■ Data section
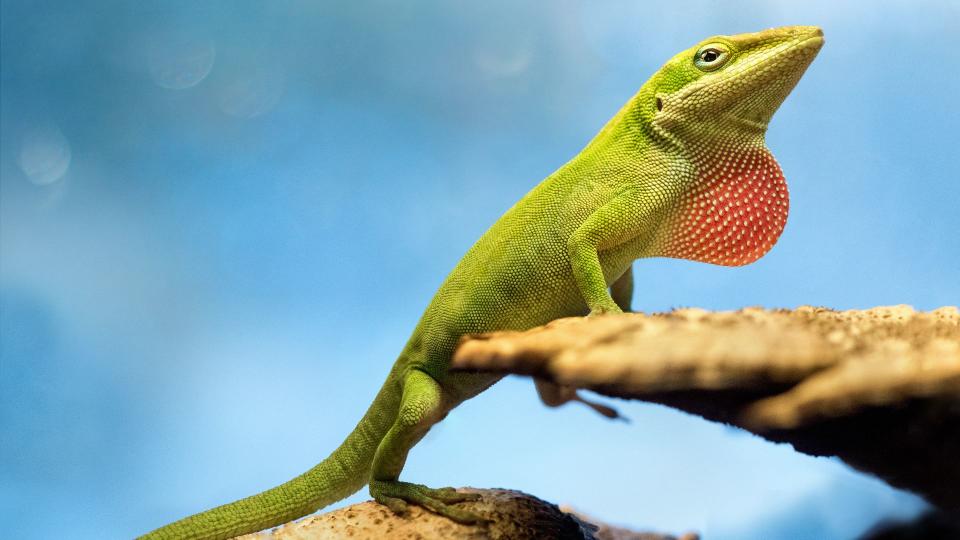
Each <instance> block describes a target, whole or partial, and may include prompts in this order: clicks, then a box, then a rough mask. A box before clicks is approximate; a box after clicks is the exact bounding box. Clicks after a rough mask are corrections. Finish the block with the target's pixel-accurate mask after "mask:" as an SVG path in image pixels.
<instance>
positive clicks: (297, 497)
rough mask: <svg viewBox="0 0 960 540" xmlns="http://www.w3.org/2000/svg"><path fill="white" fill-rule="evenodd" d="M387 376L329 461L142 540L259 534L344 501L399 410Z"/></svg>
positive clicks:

■ Task to carry out
Turn the listing into a numbered list with one line per item, skipping any blank lines and leaving out the pictures.

■ Exercise solution
1. Each <instance> block describes a target, whole or partial, and may include prompts in this order: clicks, then a box, then a rough mask. A box before clicks is approximate; a box after clicks is the exact bounding box. Clicks after a rough mask are corrections. Finish the block with the target's pixel-accurate mask after "mask:" as an SVG path in image pixels.
2. <instance>
3. positive clicks: (297, 497)
4. rough mask: <svg viewBox="0 0 960 540" xmlns="http://www.w3.org/2000/svg"><path fill="white" fill-rule="evenodd" d="M387 376L329 461L142 540L259 534L344 501L399 410Z"/></svg>
5. positive clicks:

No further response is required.